* **What to produce**
Please reproduce every item below word for word.

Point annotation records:
__________________________________________________

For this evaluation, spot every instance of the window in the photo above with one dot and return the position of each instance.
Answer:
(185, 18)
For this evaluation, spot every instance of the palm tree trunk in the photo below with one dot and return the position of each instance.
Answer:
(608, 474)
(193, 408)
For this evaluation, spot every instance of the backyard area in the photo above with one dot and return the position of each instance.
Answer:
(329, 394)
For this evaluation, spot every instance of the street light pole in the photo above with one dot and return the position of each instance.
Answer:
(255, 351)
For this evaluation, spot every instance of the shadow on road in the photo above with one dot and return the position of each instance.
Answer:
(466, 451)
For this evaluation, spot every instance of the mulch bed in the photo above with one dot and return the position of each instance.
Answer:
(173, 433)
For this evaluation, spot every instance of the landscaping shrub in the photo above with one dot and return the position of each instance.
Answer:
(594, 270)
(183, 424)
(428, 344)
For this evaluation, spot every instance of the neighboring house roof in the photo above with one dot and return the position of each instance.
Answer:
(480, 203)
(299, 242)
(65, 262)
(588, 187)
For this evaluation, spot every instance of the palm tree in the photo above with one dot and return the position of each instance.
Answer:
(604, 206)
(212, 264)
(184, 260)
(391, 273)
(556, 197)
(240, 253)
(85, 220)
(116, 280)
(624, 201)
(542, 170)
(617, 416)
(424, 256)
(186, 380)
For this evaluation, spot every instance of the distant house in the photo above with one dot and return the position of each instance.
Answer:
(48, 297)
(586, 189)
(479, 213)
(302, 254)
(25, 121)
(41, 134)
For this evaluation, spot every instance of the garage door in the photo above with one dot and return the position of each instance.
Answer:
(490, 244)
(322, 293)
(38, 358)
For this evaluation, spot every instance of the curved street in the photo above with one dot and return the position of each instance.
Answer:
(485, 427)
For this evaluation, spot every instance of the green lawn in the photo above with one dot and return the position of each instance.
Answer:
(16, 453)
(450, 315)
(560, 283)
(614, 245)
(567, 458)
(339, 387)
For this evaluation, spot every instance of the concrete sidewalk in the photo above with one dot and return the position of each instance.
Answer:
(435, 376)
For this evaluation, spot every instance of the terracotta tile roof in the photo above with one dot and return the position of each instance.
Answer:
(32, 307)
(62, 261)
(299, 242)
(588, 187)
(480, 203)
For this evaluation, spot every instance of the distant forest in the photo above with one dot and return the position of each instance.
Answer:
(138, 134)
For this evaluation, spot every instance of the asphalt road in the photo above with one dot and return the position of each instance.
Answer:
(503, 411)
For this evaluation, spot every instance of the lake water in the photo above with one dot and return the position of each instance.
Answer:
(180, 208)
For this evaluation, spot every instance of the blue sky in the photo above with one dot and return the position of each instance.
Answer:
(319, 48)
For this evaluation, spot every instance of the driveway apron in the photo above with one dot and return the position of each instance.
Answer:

__________________________________________________

* **Worked solution**
For this evaluation, spot every instance of the window in the photo above with one dot and return the position of each instance.
Answer:
(185, 18)
For this evaluation, spot every instance of the palm tree trunk in the photo below with one dot and return the position of each instance.
Answer:
(608, 474)
(193, 408)
For this evaluation, spot every instance of the backyard area in the photo above with one dot and return the position of each instance.
Answer:
(329, 394)
For this evaluation, spot every instance of the street light pole in the photo above with one dot and return the position of each instance.
Answer:
(255, 351)
For this evaluation, spot every instance of the shadow on road in the photo above with one dot and return the position of each instance.
Answer:
(466, 451)
For this evaluation, spot every instance of the mulch bed in the photo above with one dot and return the position of each instance.
Answer:
(173, 433)
For this evaluation, spot every instance of the landscaping shrub in the photo above with one dot and return the position of each instance.
Answer:
(594, 270)
(183, 424)
(428, 344)
For this evaluation, spot every instance of the neighboring house roof in the photo above with one dot and return the position of each instance.
Answer:
(480, 203)
(299, 242)
(65, 262)
(588, 187)
For this evaluation, spot every instance of the palm tree in the photo above with one dot and return the position of each instance.
Answer:
(604, 206)
(212, 264)
(184, 260)
(391, 273)
(556, 197)
(240, 253)
(85, 220)
(116, 280)
(624, 201)
(542, 170)
(617, 416)
(424, 256)
(186, 380)
For this evaluation, spot every instance of the distant house in the photo above with one dot and return the position of each instance.
Answer:
(48, 297)
(586, 189)
(479, 213)
(302, 254)
(25, 121)
(41, 134)
For this evaluation, spot every instance of the garage door in the photo above with one dot and return the position of each instance.
Answer:
(490, 244)
(322, 293)
(38, 358)
For this evaluation, spot every instance of the curved street in the photo above with one dot and return the position of each instance.
Answer:
(485, 427)
For this evaluation, spot every instance of the green lawn in the photo above with one dot and return the position of each instance.
Answer:
(16, 453)
(450, 315)
(560, 283)
(614, 245)
(567, 458)
(339, 387)
For this evaluation, spot every instance of the concrete sidewalk in the photo above with one dot and return the position of each instance.
Answer:
(435, 376)
For this evaluation, spot every instance of the terracotta tile roof in the photo above with one dot and return the position of each instance.
Answer:
(32, 307)
(62, 261)
(299, 242)
(588, 187)
(480, 203)
For this evaluation, spot every instance of the distant forest in the photo above with one dot and return the position of each instance.
Answer:
(138, 134)
For this evaluation, spot every instance of the asphalt road in the photo above with one dot and return the position of each instance.
Answer:
(503, 411)
For this evaluation, spot every instance of the lake water in the photo above with one dot and return the position of each instance.
Answer:
(180, 208)
For this evaluation, spot every instance of the blue sky in the photo above with one dot and return the position of each instance.
Answer:
(319, 48)
For this evaluation, spot every instance of the driveway apron in the photo above with one dot and return the position of each instance.
Answer:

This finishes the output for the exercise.